For this body of work, Solomon compiled a list of 20 countries and Indigenous people tribes that represent the different cultures from which she has been misidentified. They include México, Colombia, Brazil, Bolivia, Ecuador, Hawaiian, Hopi, Navajo, Inuit, Zuni, Tibet, Mongolia, Hmong, Thailand, Vietnam, Philippines, Spain, Portugal, Italy and France. Referencing traditional female portraiture by European and American painters like Ingres, Vermeer, Whistler, Manet and Sargent, Solomon photographed herself in similar poses using the images to create her portraits in watercolor with gray tones. She has developed a signature style of using layered paper that is pinned or fastened to the underlying surface in a dimensional format and continues within this format using layers of cut papers for the native dress of each mistaken country. Solomon researched documentary photographs that mimicked her unique stance and position for each portrait. She specifically chose clothing that was easily recognizable from that region. In contrast, a group of five larger self-portraits hangs on the opposite side of the gallery representing the five countries that make up her ethnic heritage including Japan, Russia, Poland, Lithuania and Romania. For these works Solomon created her portraits life-size and in poses ranging from straight on, three-quarters and side views using colors for her skin and hair to show a truer depiction.


Reflecting on childhood notions of making paper chains, Solomon also presents an installation of colorful crocheted links that drape from the ceiling and down the walls in an adjacent gallery. Chains are a pattern that Solomon has used in her work and allude to a great human connection in contrast to creating borders and focusing on cultural differences.

◆ Given material
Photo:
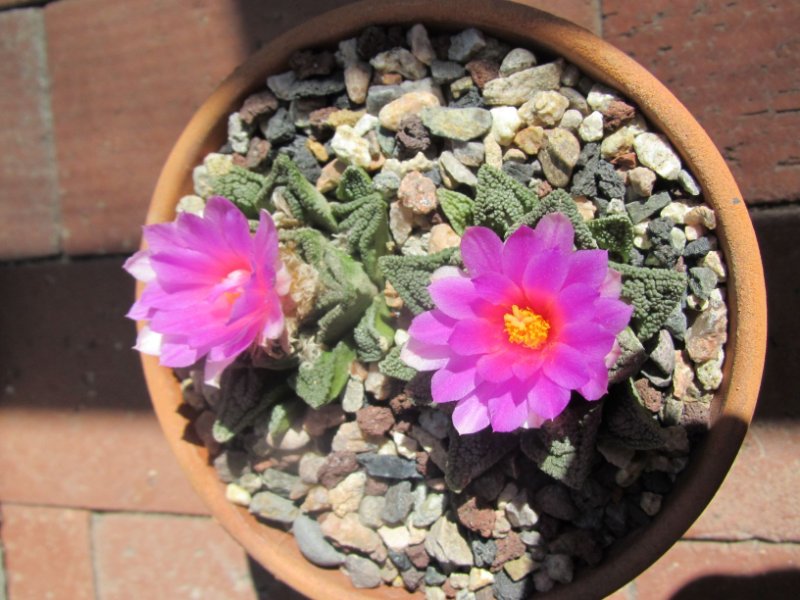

◆ Task prompt
Please reproduce the passage about Solomon's self-portraits and crocheted chains word for word, in full. The lines above aren't needed here.

◆ Task response
For this body of work, Solomon compiled a list of 20 countries and Indigenous people tribes that represent the different cultures from which she has been misidentified. They include México, Colombia, Brazil, Bolivia, Ecuador, Hawaiian, Hopi, Navajo, Inuit, Zuni, Tibet, Mongolia, Hmong, Thailand, Vietnam, Philippines, Spain, Portugal, Italy and France. Referencing traditional female portraiture by European and American painters like Ingres, Vermeer, Whistler, Manet and Sargent, Solomon photographed herself in similar poses using the images to create her portraits in watercolor with gray tones. She has developed a signature style of using layered paper that is pinned or fastened to the underlying surface in a dimensional format and continues within this format using layers of cut papers for the native dress of each mistaken country. Solomon researched documentary photographs that mimicked her unique stance and position for each portrait. She specifically chose clothing that was easily recognizable from that region. In contrast, a group of five larger self-portraits hangs on the opposite side of the gallery representing the five countries that make up her ethnic heritage including Japan, Russia, Poland, Lithuania and Romania. For these works Solomon created her portraits life-size and in poses ranging from straight on, three-quarters and side views using colors for her skin and hair to show a truer depiction.


Reflecting on childhood notions of making paper chains, Solomon also presents an installation of colorful crocheted links that drape from the ceiling and down the walls in an adjacent gallery. Chains are a pattern that Solomon has used in her work and allude to a great human connection in contrast to creating borders and focusing on cultural differences.